__Collection entries__.
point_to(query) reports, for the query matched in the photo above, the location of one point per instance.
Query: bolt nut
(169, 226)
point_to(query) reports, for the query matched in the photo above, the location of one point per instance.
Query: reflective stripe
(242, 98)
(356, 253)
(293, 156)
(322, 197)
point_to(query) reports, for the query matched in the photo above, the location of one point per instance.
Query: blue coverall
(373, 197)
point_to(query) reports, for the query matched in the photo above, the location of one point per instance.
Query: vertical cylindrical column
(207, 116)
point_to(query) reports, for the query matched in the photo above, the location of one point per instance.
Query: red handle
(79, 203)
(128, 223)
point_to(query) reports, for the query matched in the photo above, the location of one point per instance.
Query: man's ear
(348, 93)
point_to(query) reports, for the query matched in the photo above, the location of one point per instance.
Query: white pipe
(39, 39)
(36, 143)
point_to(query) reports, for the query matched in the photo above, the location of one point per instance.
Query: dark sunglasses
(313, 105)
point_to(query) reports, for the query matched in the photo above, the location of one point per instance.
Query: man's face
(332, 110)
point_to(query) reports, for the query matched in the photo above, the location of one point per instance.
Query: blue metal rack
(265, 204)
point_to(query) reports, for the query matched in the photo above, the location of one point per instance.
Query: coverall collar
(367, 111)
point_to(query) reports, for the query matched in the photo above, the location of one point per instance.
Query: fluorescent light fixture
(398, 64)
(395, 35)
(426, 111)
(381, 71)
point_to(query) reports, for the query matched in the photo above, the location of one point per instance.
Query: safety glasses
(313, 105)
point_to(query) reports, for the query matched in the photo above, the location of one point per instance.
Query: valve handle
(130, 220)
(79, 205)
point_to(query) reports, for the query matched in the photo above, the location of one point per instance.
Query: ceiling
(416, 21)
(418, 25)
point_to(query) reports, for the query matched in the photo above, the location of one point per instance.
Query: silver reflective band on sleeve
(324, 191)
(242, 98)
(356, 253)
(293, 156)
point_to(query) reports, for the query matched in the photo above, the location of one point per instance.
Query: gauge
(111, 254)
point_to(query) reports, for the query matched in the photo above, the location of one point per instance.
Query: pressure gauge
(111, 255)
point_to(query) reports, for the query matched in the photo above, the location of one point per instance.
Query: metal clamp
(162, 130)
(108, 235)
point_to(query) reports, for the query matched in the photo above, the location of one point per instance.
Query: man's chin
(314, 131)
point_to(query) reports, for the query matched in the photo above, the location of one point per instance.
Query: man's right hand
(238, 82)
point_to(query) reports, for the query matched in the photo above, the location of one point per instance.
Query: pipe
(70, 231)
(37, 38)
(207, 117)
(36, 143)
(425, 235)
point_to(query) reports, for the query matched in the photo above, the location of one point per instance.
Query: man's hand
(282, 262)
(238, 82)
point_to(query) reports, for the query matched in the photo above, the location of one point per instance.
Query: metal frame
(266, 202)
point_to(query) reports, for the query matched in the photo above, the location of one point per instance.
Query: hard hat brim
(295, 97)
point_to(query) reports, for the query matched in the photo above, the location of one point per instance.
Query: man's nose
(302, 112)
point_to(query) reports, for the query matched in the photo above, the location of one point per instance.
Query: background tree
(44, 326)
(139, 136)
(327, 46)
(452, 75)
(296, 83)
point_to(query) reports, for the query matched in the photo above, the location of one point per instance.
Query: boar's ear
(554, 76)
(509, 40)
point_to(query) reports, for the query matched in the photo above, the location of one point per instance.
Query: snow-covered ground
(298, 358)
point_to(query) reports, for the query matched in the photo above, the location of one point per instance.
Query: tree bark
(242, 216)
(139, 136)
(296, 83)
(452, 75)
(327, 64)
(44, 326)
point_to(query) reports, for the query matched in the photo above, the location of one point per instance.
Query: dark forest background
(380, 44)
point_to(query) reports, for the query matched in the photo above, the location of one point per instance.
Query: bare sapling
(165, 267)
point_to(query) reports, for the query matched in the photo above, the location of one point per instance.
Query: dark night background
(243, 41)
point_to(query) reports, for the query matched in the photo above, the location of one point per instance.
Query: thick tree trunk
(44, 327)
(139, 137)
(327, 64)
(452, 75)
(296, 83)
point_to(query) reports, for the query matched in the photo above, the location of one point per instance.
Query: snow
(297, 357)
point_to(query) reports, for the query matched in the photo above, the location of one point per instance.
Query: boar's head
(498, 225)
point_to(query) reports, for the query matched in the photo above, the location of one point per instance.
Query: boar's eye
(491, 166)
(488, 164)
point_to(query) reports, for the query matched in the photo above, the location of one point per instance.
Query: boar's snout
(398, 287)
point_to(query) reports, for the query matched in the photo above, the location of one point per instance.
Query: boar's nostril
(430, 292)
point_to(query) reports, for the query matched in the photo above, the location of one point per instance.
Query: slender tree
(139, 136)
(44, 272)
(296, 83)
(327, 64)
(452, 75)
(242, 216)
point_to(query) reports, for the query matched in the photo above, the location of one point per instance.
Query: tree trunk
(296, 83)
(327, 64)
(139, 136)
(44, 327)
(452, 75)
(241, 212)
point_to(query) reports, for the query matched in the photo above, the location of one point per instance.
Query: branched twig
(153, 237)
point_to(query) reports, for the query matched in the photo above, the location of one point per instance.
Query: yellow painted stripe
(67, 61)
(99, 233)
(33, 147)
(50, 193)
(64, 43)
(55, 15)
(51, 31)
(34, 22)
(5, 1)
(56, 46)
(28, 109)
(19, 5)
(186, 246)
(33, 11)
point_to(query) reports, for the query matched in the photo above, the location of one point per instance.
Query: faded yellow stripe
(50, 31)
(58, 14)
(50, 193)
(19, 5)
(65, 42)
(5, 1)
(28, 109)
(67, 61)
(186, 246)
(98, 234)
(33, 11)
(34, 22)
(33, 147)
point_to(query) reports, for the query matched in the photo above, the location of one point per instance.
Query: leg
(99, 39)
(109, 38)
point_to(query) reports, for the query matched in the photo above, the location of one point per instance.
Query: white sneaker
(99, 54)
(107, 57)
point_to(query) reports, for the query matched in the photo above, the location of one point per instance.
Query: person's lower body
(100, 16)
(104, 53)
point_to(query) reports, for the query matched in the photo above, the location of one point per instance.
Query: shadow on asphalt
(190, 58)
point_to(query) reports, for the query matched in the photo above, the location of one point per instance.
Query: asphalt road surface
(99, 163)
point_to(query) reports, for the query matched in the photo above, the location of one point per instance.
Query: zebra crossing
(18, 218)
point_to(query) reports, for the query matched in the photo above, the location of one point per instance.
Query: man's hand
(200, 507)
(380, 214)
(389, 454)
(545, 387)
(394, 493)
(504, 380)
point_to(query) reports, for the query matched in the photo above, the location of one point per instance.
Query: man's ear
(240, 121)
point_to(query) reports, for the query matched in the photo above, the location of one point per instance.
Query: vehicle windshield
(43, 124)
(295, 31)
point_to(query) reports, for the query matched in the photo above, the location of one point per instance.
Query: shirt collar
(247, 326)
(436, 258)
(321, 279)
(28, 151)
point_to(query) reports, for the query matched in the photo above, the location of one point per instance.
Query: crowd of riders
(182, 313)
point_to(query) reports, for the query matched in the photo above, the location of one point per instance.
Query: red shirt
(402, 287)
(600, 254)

__Given problem__.
Return the listing above in full, character for character.

__Answer to this task__.
point_to(query) reports, for the query matched in the photo above, the location of one point per instance.
Query: bolt nut
(169, 226)
point_to(query) reports, for the query matched in the photo above, the location of one point per instance.
Query: reflective stripe
(242, 98)
(356, 253)
(293, 156)
(322, 197)
point_to(query) reports, for the query matched in the photo above, the location of one point per instance.
Query: blue coverall
(373, 197)
point_to(query) reports, for the query matched in the photo above, the location of one point per instance.
Query: vertical cylindrical column
(207, 116)
point_to(query) reports, for the query matched in the photo above, the location of one point per instance.
Query: red handle
(79, 203)
(128, 223)
point_to(query) reports, for the query matched in the photo above, the location of one point per instance.
Query: man's ear
(348, 93)
point_to(query) reports, for the query matched in the photo above, the location of one point per instance.
Query: white pipe
(39, 39)
(36, 143)
point_to(query) reports, for the query matched in the photo above, the location of one point per instance.
Query: dark sunglasses
(313, 105)
point_to(query) reports, for the query matched in the photo above, the location of one point per instance.
Query: man's face
(332, 110)
point_to(query) reports, for the query matched in the photo above, the location of one point per instance.
Query: blue metal rack
(265, 204)
point_to(query) reports, for the query matched in the photo above, the location of one point per instance.
Query: coverall collar
(367, 111)
point_to(query) reports, for the query matched in the photo above, the location of one point per instance.
Query: fluorescent light fixture
(398, 64)
(395, 35)
(426, 111)
(381, 71)
point_to(query) reports, for the query matched in the photo above, the location of one point per instance.
Query: safety glasses
(313, 105)
point_to(query) reports, for the query matched in the photo above, the location of one point per instance.
Query: valve handle
(130, 220)
(79, 205)
point_to(query) reports, for the query matched in the photo above, the location of one point per instance.
Query: ceiling
(416, 21)
(418, 25)
point_to(query) reports, for the query matched in the photo above, the location of one point per instance.
Query: silver reflective band on sleeve
(324, 191)
(242, 98)
(356, 253)
(293, 156)
point_to(query) reports, for the query matched in the photo above, the location of one point per instance.
Query: gauge
(111, 254)
point_to(query) reports, for the query matched in the photo above, the location of one point per instance.
Query: pressure gauge
(111, 255)
point_to(query) reports, for the query matched in the photo above, the location of one point per instance.
Query: metal clamp
(162, 130)
(108, 235)
point_to(query) reports, for the query matched in the photo above, the location of one point per instance.
Query: man's chin
(314, 131)
point_to(query) reports, for the query matched in the photo above, the location of one point per instance.
Query: man's right hand
(238, 82)
point_to(query) reports, for the query matched in the photo above, the location of one point per instance.
Query: pipe
(70, 231)
(37, 38)
(207, 117)
(36, 143)
(425, 235)
point_to(query) reports, for the query matched in the photo above, the location of one point per instance.
Query: man's hand
(282, 262)
(238, 82)
point_to(query) reports, for the query matched in the photo above, the location of one point per instance.
Query: metal frame
(266, 202)
point_to(query) reports, for the query matched in the photo above, the location of one point per instance.
Query: hard hat brim
(295, 97)
point_to(query) reports, for the query matched in the photo above, the location of one point per instance.
Query: man's nose
(302, 112)
point_to(query) reports, for the query matched in the photo above, the location of one point per instance.
Query: background tree
(44, 326)
(139, 136)
(327, 46)
(452, 75)
(296, 83)
point_to(query) reports, for the query matched in the photo above, the location of one point per instance.
Query: boar's ear
(554, 76)
(509, 40)
point_to(query) reports, for the query matched in the photo above, the location of one point per instance.
Query: snow-covered ground
(298, 358)
point_to(query) reports, for the query matched in the photo above, the location of one point per instance.
Query: tree bark
(242, 216)
(139, 136)
(296, 83)
(452, 75)
(327, 64)
(44, 326)
point_to(query) reports, for the query matched in the photo above, the location of one point per instance.
Query: dark forest background
(380, 44)
point_to(query) reports, for the query matched in the photo above, the location of one point per instance.
Query: bare sapling
(165, 267)
point_to(query) reports, for the query matched in the photo above, the location of one point per instance.
Query: dark night background
(243, 41)
point_to(query) reports, for the query matched in the photo above, the location of one point per instance.
Query: thick tree trunk
(44, 327)
(139, 137)
(327, 64)
(452, 75)
(296, 83)
point_to(query) reports, for the query matched in the photo above, the location of one point per instance.
Query: snow
(297, 357)
point_to(query) reports, for the query matched in the photo above, the location of one point per instance.
Query: boar's head
(498, 225)
point_to(query) reports, for the query matched in the photo above, the location of one point per instance.
Query: boar's eye
(491, 166)
(488, 164)
point_to(query) reports, for the query matched in the photo above, the location of one point per instance.
Query: boar's snout
(398, 287)
point_to(query) reports, for the query matched in the photo above, the location of one point per instance.
Query: boar's nostril
(430, 292)
point_to(query) reports, for the query matched in the photo above, the location of one point per instance.
Query: slender tree
(139, 136)
(44, 272)
(296, 83)
(327, 64)
(452, 75)
(242, 216)
point_to(query) reports, for the query matched in the photo above, the location of one point per instance.
Query: tree trunk
(296, 83)
(327, 64)
(139, 136)
(44, 327)
(452, 75)
(241, 212)
point_to(query) reports, for the query matched in the photo above, the location of one point per instance.
Query: branched twig
(153, 237)
point_to(query) reports, for the query matched in the photo above, the location of one point per instance.
Query: yellow painted stripe
(67, 61)
(99, 233)
(33, 147)
(50, 193)
(64, 43)
(55, 15)
(51, 31)
(34, 22)
(5, 1)
(56, 46)
(28, 109)
(19, 5)
(186, 246)
(33, 11)
point_to(query) reports, for the query matched in the photo above, the location of one point per instance.
Query: faded yellow stripe
(50, 31)
(58, 14)
(50, 193)
(19, 5)
(65, 42)
(5, 1)
(28, 109)
(67, 61)
(186, 246)
(98, 234)
(33, 11)
(34, 22)
(33, 147)
point_to(query) reports, for the query matched in the photo above, the location of one point per instance.
Query: leg
(99, 39)
(109, 38)
point_to(query) reports, for the query matched in the photo above, the location of one point per instance.
Query: white sneaker
(99, 54)
(107, 57)
point_to(query) reports, for the query matched in the photo above, the location of one point per instance.
Query: person's lower body
(100, 16)
(104, 53)
point_to(query) reports, for the query matched in the photo above, the location of one point per instance.
Query: shadow on asphalt
(190, 58)
point_to(query) reports, for the query matched in the photo above, the location of one point per instance.
Query: asphalt road surface
(99, 163)
point_to(query) reports, for the query matched in the photo above, the location of one point per instance.
Query: zebra crossing
(18, 218)
point_to(query) reports, for the query matched in the photo above, the location of one point per instance.
Query: man's hand
(200, 507)
(380, 214)
(389, 454)
(545, 387)
(394, 493)
(504, 380)
point_to(query) reports, for the query matched in the photo above, the location of one point per instance.
Query: man's ear
(240, 121)
point_to(query) reports, for the query matched in the photo above, the location of one point per instance.
Query: vehicle windshield
(43, 124)
(295, 31)
point_to(query) reports, for the query matched in the photo above, the location of one point per instance.
Query: shirt collar
(247, 326)
(436, 258)
(321, 279)
(28, 151)
point_to(query) reports, for the query matched in the photo above, the location of one point per instance.
Query: crowd of riders
(182, 313)
point_to(query) reports, for the query matched in the photo above, the location of one point per instance.
Query: red shirt
(402, 287)
(600, 254)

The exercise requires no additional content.